WHAT THE TASK REQUIRES: From the entries below, work out how many lines contain the string "fern"; answer with the number alone.

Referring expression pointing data
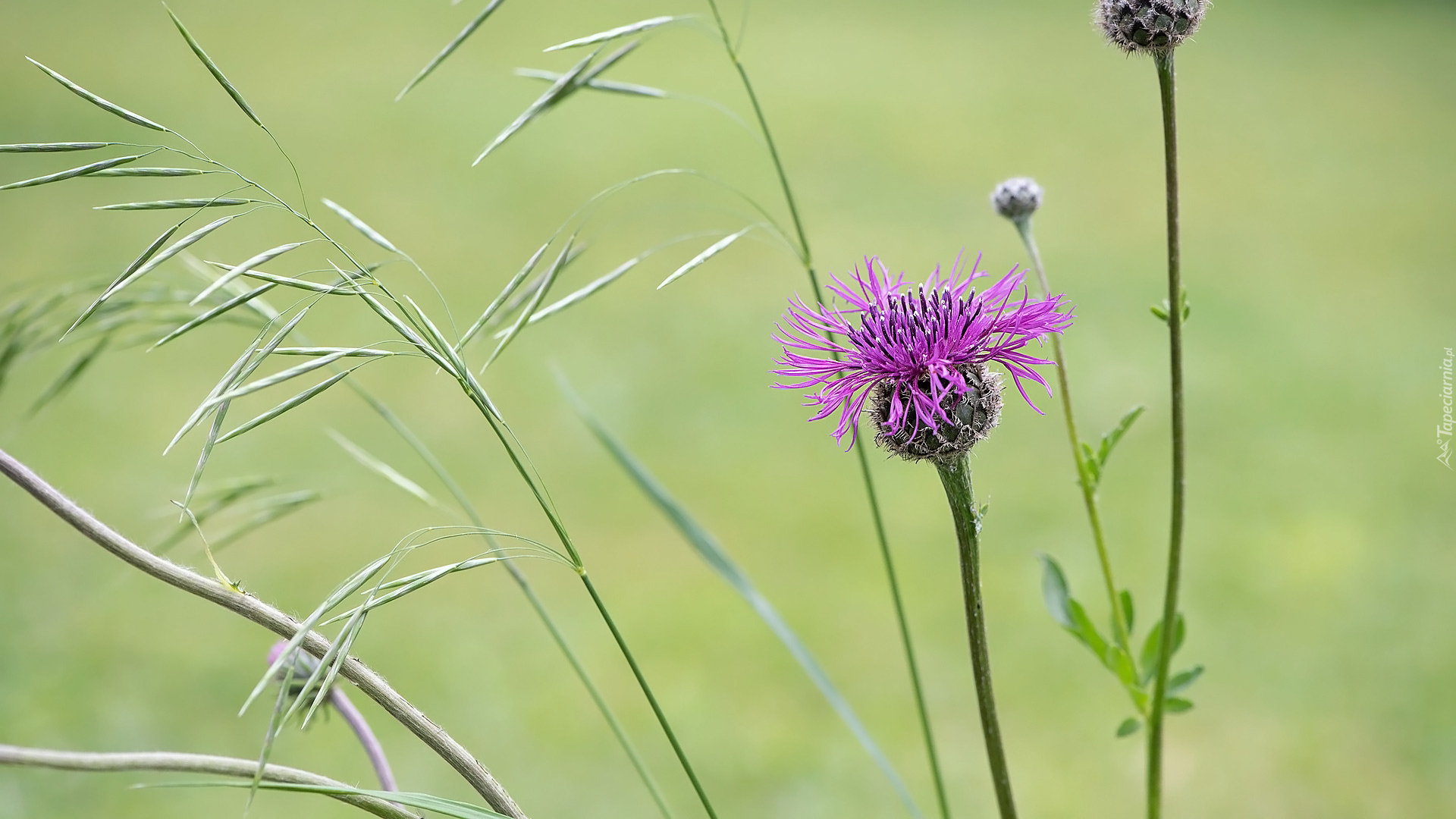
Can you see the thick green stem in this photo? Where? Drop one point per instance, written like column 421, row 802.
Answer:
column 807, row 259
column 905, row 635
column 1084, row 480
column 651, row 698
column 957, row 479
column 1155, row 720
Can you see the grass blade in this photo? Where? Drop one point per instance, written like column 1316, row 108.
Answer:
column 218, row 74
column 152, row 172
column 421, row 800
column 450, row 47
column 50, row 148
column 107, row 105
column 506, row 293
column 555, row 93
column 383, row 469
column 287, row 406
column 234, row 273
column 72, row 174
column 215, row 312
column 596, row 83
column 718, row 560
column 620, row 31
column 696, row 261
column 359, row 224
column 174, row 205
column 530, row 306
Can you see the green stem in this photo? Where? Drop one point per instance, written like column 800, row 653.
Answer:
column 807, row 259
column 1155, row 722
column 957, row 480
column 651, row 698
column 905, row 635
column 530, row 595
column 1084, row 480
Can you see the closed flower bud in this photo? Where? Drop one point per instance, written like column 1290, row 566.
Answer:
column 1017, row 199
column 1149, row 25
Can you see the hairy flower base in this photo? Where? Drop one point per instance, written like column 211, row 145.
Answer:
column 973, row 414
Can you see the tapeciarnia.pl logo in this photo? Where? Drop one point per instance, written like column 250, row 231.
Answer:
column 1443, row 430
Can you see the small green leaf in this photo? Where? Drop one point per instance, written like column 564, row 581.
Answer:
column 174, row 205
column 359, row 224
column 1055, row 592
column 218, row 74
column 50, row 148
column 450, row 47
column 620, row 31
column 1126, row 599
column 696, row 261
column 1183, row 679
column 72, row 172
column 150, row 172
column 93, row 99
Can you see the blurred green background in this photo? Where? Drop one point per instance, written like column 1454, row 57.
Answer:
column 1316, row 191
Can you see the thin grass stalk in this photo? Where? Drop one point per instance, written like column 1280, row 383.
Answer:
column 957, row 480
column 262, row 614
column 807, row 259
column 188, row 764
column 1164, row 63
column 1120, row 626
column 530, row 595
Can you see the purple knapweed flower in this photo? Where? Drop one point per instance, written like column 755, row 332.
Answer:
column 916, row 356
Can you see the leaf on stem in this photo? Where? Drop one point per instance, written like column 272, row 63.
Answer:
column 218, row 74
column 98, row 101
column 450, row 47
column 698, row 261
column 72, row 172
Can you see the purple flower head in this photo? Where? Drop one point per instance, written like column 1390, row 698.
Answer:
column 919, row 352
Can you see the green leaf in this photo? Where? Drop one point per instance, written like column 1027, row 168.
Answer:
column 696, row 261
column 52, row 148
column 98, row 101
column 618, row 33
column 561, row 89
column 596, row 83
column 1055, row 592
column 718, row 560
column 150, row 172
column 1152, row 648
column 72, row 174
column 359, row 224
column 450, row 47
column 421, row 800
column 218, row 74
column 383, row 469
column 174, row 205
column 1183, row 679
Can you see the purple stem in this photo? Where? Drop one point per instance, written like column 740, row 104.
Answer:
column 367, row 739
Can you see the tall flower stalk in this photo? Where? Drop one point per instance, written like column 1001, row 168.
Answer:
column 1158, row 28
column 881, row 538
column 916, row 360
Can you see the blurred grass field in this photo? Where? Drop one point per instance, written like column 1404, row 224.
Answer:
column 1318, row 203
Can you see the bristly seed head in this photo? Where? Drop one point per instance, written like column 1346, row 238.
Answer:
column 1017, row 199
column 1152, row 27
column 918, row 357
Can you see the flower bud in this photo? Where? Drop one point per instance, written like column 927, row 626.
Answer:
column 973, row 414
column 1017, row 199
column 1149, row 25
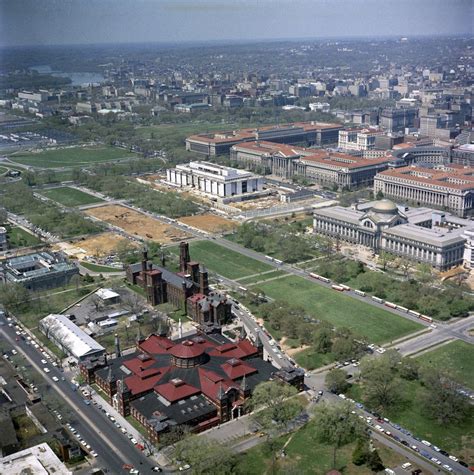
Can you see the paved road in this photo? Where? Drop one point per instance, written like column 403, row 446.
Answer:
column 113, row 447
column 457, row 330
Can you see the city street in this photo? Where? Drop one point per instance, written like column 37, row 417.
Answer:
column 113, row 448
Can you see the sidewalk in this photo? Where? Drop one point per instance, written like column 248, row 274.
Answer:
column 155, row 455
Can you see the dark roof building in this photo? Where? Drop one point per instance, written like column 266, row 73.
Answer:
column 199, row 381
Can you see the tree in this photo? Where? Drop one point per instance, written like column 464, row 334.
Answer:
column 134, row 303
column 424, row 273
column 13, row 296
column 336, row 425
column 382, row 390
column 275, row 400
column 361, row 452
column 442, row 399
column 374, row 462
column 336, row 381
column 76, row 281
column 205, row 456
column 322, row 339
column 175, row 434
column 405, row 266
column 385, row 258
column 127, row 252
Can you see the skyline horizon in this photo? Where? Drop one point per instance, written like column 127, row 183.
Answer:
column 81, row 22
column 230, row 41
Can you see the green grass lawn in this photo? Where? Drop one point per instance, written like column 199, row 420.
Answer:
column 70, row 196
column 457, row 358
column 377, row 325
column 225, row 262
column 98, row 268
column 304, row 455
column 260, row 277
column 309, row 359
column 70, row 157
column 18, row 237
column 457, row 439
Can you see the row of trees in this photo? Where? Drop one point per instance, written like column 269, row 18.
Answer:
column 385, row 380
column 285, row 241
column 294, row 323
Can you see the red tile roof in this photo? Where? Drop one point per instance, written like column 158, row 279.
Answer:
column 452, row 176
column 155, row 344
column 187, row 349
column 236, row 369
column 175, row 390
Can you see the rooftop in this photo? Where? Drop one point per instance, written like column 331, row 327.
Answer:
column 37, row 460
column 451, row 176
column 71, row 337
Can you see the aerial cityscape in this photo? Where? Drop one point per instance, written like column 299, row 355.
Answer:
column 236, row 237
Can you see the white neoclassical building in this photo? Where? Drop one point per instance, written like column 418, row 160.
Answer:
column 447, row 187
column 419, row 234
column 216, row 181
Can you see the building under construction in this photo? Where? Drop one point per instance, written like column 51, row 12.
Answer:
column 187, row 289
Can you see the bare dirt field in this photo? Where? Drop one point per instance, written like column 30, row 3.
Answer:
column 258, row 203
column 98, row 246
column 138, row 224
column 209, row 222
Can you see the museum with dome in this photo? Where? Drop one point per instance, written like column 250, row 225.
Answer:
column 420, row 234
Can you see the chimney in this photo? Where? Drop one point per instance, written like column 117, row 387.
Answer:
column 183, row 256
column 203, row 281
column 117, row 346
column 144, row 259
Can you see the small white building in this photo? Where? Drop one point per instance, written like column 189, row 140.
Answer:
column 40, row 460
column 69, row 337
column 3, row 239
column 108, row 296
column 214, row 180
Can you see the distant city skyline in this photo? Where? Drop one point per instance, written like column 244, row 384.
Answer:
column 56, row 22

* * *

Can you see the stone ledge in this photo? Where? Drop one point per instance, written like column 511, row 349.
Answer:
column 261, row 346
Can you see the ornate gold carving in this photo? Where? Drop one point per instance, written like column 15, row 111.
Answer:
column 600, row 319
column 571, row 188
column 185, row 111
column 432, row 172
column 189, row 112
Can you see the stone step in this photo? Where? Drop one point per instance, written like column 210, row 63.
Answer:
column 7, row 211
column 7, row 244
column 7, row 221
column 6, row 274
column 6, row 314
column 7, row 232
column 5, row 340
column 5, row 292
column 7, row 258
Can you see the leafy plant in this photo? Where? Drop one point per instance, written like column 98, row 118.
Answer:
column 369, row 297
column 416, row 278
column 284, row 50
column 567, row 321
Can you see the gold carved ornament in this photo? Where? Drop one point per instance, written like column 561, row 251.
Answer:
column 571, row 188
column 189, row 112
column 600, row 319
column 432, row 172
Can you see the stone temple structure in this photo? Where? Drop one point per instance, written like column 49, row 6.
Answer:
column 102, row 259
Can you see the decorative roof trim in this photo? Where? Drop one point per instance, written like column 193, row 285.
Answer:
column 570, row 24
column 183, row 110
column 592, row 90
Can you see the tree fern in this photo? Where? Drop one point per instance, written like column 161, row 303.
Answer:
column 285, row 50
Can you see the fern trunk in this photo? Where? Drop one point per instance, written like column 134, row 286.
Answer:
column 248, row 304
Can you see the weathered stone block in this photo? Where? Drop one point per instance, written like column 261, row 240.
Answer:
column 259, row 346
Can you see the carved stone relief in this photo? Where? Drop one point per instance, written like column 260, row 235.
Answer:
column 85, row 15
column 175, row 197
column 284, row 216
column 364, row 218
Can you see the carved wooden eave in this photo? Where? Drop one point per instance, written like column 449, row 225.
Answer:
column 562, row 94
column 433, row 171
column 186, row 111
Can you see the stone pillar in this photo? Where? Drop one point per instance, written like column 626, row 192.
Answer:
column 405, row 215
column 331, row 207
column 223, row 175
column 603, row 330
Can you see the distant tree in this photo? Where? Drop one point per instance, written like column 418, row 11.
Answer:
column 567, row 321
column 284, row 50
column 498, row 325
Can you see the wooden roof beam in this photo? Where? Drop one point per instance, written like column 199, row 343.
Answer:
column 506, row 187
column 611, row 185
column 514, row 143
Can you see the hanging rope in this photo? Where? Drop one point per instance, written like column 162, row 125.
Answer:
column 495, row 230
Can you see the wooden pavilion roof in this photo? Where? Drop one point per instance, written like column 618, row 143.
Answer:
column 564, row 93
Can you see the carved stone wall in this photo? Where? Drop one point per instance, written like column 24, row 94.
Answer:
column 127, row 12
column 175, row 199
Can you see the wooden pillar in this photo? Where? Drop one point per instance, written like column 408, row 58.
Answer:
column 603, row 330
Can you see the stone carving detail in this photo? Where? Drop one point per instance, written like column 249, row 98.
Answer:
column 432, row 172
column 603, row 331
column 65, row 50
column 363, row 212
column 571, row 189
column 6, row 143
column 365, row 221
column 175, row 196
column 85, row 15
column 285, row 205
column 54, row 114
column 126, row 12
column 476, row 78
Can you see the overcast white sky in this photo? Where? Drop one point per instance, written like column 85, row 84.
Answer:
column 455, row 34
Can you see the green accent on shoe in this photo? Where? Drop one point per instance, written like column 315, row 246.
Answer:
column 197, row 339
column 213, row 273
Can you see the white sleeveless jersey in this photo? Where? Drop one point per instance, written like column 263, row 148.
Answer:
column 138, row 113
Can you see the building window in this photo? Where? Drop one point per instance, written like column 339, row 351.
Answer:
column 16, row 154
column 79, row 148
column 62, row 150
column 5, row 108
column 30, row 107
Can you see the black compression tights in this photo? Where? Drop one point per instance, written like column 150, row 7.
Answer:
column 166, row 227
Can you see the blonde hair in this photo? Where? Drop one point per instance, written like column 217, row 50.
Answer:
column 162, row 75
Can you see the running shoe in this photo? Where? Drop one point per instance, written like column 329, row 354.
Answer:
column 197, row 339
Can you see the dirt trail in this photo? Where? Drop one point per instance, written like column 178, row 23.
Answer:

RESULT: 2